Natural-language object grounding data
-- Opening Marker --

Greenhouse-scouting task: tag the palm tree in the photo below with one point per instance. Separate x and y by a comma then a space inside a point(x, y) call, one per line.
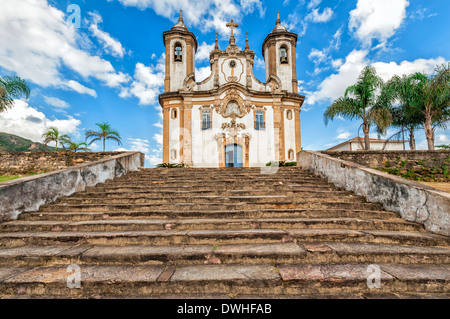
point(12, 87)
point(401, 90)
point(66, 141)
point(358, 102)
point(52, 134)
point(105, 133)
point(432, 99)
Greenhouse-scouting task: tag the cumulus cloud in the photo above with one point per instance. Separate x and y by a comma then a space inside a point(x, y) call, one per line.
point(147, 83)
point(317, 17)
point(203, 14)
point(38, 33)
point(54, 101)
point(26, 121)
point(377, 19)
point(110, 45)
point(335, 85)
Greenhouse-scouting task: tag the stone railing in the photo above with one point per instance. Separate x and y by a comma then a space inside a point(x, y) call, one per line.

-- Closing Marker --
-- Opening Marker --

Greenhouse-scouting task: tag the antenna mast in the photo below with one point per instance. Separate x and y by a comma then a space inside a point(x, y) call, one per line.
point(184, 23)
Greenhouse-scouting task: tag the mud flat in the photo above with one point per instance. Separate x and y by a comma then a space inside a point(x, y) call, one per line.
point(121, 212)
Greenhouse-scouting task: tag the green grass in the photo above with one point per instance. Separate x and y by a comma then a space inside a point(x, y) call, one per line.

-- Closing Marker --

Prompt: Please reproduce the lines from the line with "Greenhouse-scouting task: tag the cumulus" to the line with "Greenhouse-scouting task: tag the stone", both ends included, exactly as they appear above.

Answer below:
Greenhouse-scouting task: tag the cumulus cloud in the photo above with one point per instance. Separate x and y by a comma then a space inside a point(x, y) call, one per line.
point(147, 83)
point(317, 17)
point(203, 14)
point(38, 33)
point(54, 101)
point(26, 121)
point(377, 19)
point(110, 45)
point(335, 85)
Greenhouse-scouting task: tag the stone railing in the photo above with one point per instance. Separate x and y by a comma then a space inside a point(x, y) call, one per line.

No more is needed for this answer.